> **What to do**: Recast the data below as a numbered list, covering only the lines from the one containing "the boy's ear?" through the one containing "pixel 280 165", both included. Leave out blank lines.

☆ ☆ ☆ ☆

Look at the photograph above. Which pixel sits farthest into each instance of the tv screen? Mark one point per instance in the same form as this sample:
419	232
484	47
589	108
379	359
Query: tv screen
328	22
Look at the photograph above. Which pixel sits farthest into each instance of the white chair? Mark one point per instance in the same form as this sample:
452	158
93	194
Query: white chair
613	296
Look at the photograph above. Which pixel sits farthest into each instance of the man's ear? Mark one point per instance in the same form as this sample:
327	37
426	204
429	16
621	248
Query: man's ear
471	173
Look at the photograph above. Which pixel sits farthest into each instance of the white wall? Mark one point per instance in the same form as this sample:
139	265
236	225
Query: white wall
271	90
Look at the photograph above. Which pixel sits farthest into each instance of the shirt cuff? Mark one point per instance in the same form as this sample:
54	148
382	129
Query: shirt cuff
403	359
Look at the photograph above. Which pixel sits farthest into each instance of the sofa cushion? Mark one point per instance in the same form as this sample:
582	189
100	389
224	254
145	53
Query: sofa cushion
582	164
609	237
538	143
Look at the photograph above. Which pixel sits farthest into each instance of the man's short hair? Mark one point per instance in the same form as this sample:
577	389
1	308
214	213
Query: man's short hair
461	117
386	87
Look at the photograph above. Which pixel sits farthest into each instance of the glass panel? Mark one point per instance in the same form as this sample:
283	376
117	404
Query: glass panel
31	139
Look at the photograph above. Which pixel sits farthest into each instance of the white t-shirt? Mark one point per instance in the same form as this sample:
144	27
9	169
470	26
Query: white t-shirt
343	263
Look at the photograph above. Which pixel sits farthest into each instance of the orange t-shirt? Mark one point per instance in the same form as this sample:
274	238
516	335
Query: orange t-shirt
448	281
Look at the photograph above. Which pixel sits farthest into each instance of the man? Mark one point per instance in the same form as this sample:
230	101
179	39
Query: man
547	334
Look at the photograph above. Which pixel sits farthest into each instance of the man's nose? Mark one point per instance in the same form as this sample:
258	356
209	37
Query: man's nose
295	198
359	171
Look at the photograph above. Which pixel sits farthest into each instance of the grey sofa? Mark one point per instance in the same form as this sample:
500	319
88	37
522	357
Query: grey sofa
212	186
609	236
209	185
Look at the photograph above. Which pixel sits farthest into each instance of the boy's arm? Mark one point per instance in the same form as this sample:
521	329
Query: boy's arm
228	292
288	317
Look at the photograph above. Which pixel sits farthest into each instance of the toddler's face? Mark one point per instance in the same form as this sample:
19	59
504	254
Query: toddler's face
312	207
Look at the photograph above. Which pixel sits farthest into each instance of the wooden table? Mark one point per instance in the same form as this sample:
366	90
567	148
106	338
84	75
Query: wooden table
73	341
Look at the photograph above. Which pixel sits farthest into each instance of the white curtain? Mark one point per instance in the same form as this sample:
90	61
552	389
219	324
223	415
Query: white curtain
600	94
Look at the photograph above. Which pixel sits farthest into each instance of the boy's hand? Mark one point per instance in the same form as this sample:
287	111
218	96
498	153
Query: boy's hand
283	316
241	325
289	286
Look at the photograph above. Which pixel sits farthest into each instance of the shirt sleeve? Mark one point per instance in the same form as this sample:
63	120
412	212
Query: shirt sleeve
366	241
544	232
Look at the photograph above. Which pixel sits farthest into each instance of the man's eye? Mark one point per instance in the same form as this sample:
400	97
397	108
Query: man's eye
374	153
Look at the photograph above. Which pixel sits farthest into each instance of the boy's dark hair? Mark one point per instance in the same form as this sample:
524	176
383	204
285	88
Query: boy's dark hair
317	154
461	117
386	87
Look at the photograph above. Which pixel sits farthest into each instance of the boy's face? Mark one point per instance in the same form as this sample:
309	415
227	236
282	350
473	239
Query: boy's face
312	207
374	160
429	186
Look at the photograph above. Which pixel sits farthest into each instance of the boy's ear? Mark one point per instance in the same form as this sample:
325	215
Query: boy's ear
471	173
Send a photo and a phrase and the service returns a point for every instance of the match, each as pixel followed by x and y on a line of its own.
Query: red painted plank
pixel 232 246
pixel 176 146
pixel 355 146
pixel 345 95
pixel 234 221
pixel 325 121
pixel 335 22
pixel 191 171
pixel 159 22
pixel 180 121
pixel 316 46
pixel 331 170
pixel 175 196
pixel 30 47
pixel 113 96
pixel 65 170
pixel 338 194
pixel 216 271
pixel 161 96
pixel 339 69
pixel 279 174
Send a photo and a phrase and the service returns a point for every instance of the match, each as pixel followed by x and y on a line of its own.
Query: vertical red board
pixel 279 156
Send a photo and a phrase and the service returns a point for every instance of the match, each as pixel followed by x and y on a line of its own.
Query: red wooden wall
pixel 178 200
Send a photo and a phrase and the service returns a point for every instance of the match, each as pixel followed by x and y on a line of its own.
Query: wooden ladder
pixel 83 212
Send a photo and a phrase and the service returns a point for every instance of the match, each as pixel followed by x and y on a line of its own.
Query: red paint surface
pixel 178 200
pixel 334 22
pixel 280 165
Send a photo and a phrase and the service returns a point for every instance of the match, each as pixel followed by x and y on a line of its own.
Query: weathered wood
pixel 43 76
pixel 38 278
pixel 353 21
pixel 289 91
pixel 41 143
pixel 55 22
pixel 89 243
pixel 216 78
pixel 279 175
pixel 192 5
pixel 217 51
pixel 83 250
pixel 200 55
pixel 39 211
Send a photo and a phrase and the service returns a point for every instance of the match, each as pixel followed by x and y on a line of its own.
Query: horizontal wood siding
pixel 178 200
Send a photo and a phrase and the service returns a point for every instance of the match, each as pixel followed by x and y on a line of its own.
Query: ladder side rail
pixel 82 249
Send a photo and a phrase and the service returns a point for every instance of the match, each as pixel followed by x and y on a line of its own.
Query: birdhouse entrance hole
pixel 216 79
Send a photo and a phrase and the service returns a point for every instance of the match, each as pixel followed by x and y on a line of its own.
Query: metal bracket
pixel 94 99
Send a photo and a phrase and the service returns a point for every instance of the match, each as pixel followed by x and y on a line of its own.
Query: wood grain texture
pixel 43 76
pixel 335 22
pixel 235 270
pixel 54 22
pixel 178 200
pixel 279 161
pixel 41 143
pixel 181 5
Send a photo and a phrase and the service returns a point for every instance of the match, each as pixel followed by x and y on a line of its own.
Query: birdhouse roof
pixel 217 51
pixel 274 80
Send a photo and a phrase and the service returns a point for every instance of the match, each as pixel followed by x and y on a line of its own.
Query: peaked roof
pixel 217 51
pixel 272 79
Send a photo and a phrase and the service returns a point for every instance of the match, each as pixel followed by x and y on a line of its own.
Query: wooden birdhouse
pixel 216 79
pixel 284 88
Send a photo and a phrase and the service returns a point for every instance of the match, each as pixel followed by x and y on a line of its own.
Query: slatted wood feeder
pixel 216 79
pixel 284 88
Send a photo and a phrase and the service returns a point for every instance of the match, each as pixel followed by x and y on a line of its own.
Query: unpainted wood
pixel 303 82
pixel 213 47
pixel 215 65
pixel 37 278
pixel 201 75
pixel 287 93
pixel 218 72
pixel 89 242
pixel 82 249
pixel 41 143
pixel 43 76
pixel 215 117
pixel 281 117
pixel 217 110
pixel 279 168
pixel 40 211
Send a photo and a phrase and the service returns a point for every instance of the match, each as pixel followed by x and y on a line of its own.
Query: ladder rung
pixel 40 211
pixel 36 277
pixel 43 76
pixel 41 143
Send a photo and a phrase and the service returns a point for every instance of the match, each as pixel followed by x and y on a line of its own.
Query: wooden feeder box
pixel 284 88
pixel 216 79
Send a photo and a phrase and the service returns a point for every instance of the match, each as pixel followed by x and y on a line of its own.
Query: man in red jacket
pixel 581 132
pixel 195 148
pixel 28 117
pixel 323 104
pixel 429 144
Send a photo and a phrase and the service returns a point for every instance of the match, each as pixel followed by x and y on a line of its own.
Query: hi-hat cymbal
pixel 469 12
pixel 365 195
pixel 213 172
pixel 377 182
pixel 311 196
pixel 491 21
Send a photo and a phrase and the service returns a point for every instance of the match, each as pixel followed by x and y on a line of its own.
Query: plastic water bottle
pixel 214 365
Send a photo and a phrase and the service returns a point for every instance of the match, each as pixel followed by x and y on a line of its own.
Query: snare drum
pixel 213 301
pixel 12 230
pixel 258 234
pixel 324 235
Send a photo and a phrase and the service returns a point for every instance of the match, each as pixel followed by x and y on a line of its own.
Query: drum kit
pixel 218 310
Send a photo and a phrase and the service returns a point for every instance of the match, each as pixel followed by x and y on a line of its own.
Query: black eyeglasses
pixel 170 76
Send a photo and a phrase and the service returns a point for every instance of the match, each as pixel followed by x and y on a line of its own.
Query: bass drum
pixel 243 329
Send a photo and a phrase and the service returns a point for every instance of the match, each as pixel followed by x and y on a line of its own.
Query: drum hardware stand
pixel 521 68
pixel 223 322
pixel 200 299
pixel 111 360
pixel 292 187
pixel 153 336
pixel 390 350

☆ ☆ ☆ ☆

> **Worked solution**:
1. Look at the photograph above. Which pixel sits farthest into each instance of the boy's ear? Mark one point per instance in the same form as this sample:
2. 325	215
3. Query: boy's ear
4. 471	173
5. Send a photo and a phrase and the service returns a point for every instance of the match, each as pixel followed by x and y on a line of its own.
6. Query: red painted plank
7. pixel 232 246
8. pixel 176 146
9. pixel 355 146
10. pixel 345 95
11. pixel 234 221
12. pixel 325 121
13. pixel 335 22
14. pixel 191 171
15. pixel 159 22
16. pixel 180 121
17. pixel 316 46
18. pixel 331 170
19. pixel 175 196
20. pixel 30 47
21. pixel 113 96
22. pixel 65 170
23. pixel 338 194
24. pixel 216 271
25. pixel 161 96
26. pixel 339 69
27. pixel 279 174
28. Send a photo and a phrase and the service returns a point for every instance of the match, each as pixel followed by x and y on a line of its own.
29. Query: vertical red board
30. pixel 279 156
31. Send a photo and a phrase and the service returns a point for every instance of the match, each as pixel followed by x and y on a line of its own.
32. Query: red wooden wall
33. pixel 178 200
34. Send a photo and a phrase and the service returns a point for every instance of the match, each as pixel followed by x and y on a line of its own.
35. Query: wooden ladder
36. pixel 83 212
37. Send a photo and a phrase and the service returns a point for every instance of the match, each as pixel followed by x and y on a line of its own.
38. Query: red paint surface
39. pixel 178 200
40. pixel 334 22
41. pixel 280 165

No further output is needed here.